## Required task
How many lines in the entries below contain the string "double"? Reply with the number alone.

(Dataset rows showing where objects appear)
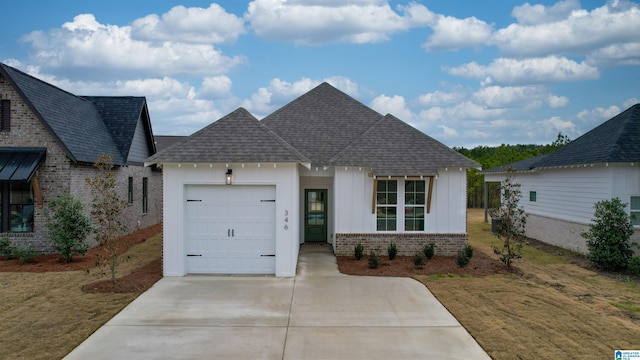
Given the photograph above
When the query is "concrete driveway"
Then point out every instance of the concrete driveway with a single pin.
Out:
(319, 314)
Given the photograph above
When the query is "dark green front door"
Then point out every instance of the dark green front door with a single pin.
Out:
(315, 215)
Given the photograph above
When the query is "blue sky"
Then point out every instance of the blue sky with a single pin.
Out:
(467, 73)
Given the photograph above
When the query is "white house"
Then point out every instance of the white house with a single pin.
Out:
(560, 189)
(241, 195)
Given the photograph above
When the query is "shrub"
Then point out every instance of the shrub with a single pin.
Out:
(429, 251)
(468, 251)
(634, 265)
(608, 238)
(392, 251)
(25, 254)
(463, 258)
(358, 251)
(374, 261)
(6, 249)
(68, 226)
(418, 260)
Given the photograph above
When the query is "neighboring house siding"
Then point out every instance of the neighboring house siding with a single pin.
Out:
(565, 199)
(139, 148)
(283, 176)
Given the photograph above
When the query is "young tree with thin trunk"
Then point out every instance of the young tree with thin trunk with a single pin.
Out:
(106, 212)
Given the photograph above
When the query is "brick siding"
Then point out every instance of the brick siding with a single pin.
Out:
(58, 176)
(408, 244)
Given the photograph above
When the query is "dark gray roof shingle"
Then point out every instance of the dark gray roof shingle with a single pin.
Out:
(237, 137)
(393, 147)
(321, 122)
(74, 121)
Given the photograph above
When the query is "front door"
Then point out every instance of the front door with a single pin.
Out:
(315, 215)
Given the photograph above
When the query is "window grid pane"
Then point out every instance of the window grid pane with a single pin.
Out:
(387, 194)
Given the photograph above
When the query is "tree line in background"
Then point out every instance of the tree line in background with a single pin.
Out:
(492, 156)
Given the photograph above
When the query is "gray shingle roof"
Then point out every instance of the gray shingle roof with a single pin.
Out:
(325, 127)
(85, 127)
(237, 137)
(321, 122)
(617, 140)
(120, 114)
(392, 147)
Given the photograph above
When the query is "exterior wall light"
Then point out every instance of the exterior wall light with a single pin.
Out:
(228, 176)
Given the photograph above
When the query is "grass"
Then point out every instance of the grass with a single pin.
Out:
(46, 315)
(552, 309)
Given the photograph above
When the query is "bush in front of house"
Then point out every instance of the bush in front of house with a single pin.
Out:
(418, 260)
(634, 265)
(374, 261)
(358, 251)
(68, 226)
(429, 251)
(609, 236)
(464, 256)
(392, 251)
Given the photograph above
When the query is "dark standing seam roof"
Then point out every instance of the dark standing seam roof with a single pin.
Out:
(322, 122)
(73, 121)
(617, 140)
(392, 147)
(120, 114)
(237, 137)
(19, 164)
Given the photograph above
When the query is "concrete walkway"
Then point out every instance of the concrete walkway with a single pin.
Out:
(319, 314)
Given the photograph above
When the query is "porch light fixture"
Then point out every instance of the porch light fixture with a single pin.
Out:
(228, 176)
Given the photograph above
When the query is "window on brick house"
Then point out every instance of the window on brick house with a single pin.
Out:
(144, 195)
(386, 205)
(5, 115)
(16, 206)
(130, 191)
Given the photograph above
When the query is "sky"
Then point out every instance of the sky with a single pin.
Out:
(467, 73)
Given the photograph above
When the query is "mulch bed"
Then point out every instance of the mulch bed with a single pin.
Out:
(402, 266)
(53, 262)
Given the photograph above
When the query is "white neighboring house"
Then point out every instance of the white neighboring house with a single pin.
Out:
(241, 195)
(560, 189)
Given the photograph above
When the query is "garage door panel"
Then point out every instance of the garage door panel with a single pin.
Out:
(230, 229)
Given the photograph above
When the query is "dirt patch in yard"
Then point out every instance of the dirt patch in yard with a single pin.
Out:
(402, 266)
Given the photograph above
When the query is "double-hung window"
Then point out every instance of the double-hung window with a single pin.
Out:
(386, 205)
(5, 115)
(144, 195)
(414, 205)
(635, 210)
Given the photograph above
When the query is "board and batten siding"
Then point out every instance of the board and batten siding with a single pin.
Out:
(354, 192)
(283, 176)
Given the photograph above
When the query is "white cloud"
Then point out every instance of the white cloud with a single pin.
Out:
(320, 22)
(394, 105)
(438, 98)
(526, 71)
(528, 14)
(102, 50)
(212, 25)
(215, 87)
(451, 33)
(580, 32)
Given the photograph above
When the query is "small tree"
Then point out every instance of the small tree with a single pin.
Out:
(609, 235)
(513, 222)
(106, 212)
(68, 226)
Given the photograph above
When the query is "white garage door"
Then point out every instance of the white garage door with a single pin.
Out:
(230, 229)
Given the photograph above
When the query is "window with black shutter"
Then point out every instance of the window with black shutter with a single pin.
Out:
(5, 115)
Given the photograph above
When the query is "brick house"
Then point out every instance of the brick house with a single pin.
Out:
(49, 141)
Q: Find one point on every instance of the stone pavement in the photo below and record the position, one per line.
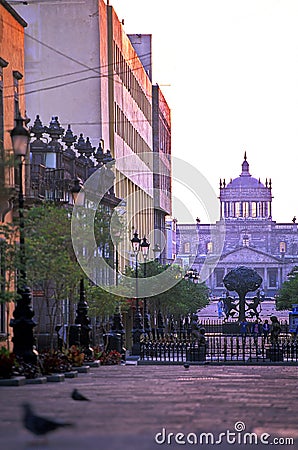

## Output for this exercise
2